Each of the following records is to be printed verbatim.

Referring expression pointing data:
++++++++++++++++++++

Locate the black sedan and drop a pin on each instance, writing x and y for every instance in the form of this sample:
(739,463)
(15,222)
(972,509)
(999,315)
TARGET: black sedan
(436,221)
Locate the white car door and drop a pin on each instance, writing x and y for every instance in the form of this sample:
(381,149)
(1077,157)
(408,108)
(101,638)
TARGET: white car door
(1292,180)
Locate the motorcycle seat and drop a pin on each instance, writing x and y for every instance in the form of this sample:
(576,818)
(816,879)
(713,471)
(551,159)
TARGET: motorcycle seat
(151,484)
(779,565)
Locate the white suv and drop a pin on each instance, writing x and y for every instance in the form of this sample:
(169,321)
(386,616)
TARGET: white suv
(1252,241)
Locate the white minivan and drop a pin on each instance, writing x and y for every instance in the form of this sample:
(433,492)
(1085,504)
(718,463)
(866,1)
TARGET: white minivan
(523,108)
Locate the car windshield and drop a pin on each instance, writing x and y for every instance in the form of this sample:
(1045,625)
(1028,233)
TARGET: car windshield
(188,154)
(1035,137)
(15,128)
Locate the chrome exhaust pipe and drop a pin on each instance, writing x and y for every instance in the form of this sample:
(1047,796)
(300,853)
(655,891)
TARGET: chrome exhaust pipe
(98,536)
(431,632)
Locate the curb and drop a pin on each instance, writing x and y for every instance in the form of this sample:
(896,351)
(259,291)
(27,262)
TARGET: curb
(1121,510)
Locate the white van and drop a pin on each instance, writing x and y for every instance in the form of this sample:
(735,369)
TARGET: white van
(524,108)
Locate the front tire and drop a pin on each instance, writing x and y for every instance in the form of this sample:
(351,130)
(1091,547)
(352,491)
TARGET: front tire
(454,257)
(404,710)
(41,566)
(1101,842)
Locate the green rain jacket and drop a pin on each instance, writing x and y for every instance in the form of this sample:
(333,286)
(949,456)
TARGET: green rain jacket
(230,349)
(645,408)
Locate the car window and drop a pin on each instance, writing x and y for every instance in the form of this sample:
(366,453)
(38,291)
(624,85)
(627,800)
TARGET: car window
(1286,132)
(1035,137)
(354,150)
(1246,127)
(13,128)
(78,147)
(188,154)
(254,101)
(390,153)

++++++++++++++++++++

--- Answer to the exercise ---
Locate the black sedan and drop a pin on each instance, writing x and y for every instance in the form of this sample:
(739,463)
(15,222)
(972,509)
(999,315)
TARGET: black sedan
(436,221)
Locate the white car door and drop a pin on each instance, writing x and y for every instance in the form of this sample:
(381,149)
(1077,157)
(408,108)
(101,638)
TARGET: white car door
(1292,180)
Locate the motorcycle seat and drop a pin on each instance, writing x and y for every instance in the form of this sample:
(576,818)
(816,879)
(713,471)
(551,159)
TARGET: motorcycle seat
(151,484)
(779,565)
Locate the white suv and drop a pin on each instance, writing x and y for every instance in the form of this sample:
(169,321)
(386,616)
TARGET: white suv
(1252,241)
Locate the white minivan and drop a pin on each instance, writing x and y for every instance in the form of this sample:
(433,492)
(1085,504)
(718,463)
(866,1)
TARGET: white minivan
(523,108)
Locate the car windshield and drop a pin on each instance, writing x and y for every instance in the form of this sample:
(1045,625)
(1028,233)
TARGET: car windshield
(188,154)
(1035,137)
(15,128)
Locate the chrome exhaust pipe and drop a pin on each instance, writing x and y for every instance in the form of this sample:
(1047,796)
(300,853)
(655,891)
TARGET: chrome exhaust pipe
(98,536)
(431,632)
Locate the curb and drop a pin on each instance, writing x and y for every instance in the form of this sample:
(896,351)
(259,291)
(27,262)
TARGET: curb
(1121,510)
Locate the white van and drop a pin on each instance, writing x and y for every instance in the form of this sample:
(735,369)
TARGET: white van
(524,108)
Locate the front tire and drop a pin on each instance, writing x and y for every instance in the form of this sample:
(351,130)
(1091,547)
(352,491)
TARGET: front tire
(454,257)
(404,710)
(41,566)
(1101,842)
Locate the green rain jacket and drop a pin on each instance, writing x and y for every instance in the form of this sample:
(333,286)
(949,456)
TARGET: green rain jacket
(230,349)
(645,408)
Locate the car window and drop a pin on each instance, writing x and y for every instance in the form of this sample:
(366,453)
(38,291)
(624,85)
(627,800)
TARGET: car window
(1286,132)
(1035,137)
(354,150)
(1246,127)
(13,128)
(78,147)
(188,154)
(254,101)
(390,153)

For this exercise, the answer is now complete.